** Data listing **
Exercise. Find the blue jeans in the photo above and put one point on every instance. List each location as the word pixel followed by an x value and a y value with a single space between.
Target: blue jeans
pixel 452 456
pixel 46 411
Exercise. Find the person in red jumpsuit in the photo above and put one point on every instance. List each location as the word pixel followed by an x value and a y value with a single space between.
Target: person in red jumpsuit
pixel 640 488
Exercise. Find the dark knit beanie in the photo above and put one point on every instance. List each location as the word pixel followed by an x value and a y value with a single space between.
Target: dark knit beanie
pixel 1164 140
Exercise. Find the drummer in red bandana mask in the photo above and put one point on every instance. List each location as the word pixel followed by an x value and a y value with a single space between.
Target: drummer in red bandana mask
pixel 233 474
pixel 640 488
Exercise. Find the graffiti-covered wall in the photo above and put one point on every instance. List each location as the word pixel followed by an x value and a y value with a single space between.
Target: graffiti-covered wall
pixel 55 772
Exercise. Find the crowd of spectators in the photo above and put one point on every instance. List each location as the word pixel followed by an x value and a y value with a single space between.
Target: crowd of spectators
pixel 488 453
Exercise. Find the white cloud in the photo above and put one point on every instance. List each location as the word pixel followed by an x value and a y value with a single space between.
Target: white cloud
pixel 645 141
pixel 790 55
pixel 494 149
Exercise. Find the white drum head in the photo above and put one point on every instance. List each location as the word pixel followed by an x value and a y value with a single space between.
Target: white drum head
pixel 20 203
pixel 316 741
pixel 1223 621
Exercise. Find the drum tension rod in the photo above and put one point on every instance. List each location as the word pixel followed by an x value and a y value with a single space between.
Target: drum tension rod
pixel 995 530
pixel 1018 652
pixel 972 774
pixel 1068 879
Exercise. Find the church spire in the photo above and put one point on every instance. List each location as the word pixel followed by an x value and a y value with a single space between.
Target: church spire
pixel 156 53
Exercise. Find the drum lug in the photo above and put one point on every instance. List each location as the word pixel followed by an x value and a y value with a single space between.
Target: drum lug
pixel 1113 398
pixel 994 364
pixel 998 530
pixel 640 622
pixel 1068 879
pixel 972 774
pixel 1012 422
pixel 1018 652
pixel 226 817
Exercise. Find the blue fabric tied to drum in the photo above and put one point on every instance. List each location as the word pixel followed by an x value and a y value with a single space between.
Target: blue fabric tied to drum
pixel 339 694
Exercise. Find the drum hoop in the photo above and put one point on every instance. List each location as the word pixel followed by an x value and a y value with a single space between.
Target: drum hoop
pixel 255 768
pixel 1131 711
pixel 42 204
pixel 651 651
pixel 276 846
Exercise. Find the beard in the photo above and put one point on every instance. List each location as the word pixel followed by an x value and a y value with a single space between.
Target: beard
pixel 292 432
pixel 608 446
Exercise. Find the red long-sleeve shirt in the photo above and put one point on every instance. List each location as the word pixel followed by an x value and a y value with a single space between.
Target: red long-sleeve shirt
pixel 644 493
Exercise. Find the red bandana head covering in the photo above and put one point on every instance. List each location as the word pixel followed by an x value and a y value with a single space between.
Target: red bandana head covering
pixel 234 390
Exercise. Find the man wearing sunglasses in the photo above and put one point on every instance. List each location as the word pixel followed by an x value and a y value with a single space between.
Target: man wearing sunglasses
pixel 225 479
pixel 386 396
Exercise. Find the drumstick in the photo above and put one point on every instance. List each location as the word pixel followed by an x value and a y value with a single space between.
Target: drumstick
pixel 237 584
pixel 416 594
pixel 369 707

** Goal **
Copy down the whole of the data above, matching it exactly.

** Output for this task **
Exercise. Find the blue jeans in the photo above and put one point on every instance. List each location as the word pixel followed by an x value and a y value with a single space between.
Target: blue jeans
pixel 452 456
pixel 46 411
Exercise. Find the person in red jumpsuit in the photo above and put one point on every instance. List each location as the word pixel followed by an x value and a y value with a single space between.
Target: person in red jumpsuit
pixel 640 488
Exercise. Find the dark knit beanie in the photo above and put one point on every instance. List each location as the word pixel followed by an x value and a y value with a single space between.
Target: dark knit beanie
pixel 1164 140
Exercise. Find the drummer in red bandana mask in the photo above and put one point on every instance. List each location as the word pixel followed by an x value and a y value with a single space between.
Target: drummer in red bandana mask
pixel 233 474
pixel 640 488
Exercise. Find the graffiti-covered wall in the photo above and put one point on every instance. List each location as the word pixel followed by an x value and a y value with a single space between.
Target: graffiti-covered wall
pixel 55 772
Exercise. Find the crowd of spectators in the photo above and put one point on every instance. List each location as the word pixel followed by an x value and a y value with a single space between.
Target: crowd of spectators
pixel 488 453
Exercise. Find the white cloud in the photo above and put one point on every instance. List each location as the word pixel followed by an x value and a y value with a single space between.
Target: white cloud
pixel 645 141
pixel 790 55
pixel 494 149
Exercise. Find the white drum head in the photo above and put one point on every instance. List each location as the word pixel followed by an x value and a y value with a single space between.
Target: white drum head
pixel 20 203
pixel 316 741
pixel 1223 621
Exercise. Find the drum tension rod in the photo above and put one point on every instance. List each location as the word pixel followed by an x value and a y value with a single space between.
Target: drum tension rod
pixel 995 530
pixel 1018 652
pixel 972 774
pixel 1068 879
Exercise. Find the church spire in the photo above and put one point on every instance. List each location as the word pixel followed by an x value and a y value with a single space between.
Target: church spire
pixel 156 53
Exercise. Find the drum lug in the photo above and put one point on every instance. List each location as the word pixel followed by an x value and a y value with a single space between.
Target: drum lug
pixel 1113 398
pixel 994 364
pixel 998 530
pixel 640 622
pixel 1068 879
pixel 972 774
pixel 1012 422
pixel 1018 652
pixel 226 817
Exercise. Find the blue fabric tied to drum in the photo above and put one point on every instance. List each location as the word pixel followed by an x value and a y value with a single space between.
Target: blue fabric tied to drum
pixel 339 694
Exercise. Find the drum hoop in the photo above and put one point on every instance. List each location as the word pixel followed by an x value and a y value with a single space between.
Target: drum hoop
pixel 255 768
pixel 1131 711
pixel 42 204
pixel 651 651
pixel 276 846
Exercise. Find the beard in the photo above and put one point on every instance. List each location as the word pixel followed by an x value and a y value with a single space between.
Target: beard
pixel 292 432
pixel 608 446
Exercise. Find the red long-sleeve shirt in the photo above and put one point on every instance. List each location as the word pixel followed by an x value and a y value with a single space between.
Target: red long-sleeve shirt
pixel 644 493
Exercise. Find the red bandana head covering in the photo above and put one point on every instance. List each location as the word pixel followed by an x value and a y value with a single space between.
Target: red bandana head covering
pixel 234 390
Exercise. Find the man wearing sunglasses in the photo above and put one point on every instance. List each location as the word pixel followed by an x value and a y value with a single space between.
Target: man wearing sunglasses
pixel 225 479
pixel 386 396
Exercise. Find the drumstick in the photo above and put one point on every instance. List each location as the word pixel followed by an x value and a y value with a single space between.
Target: drumstick
pixel 237 584
pixel 416 594
pixel 369 707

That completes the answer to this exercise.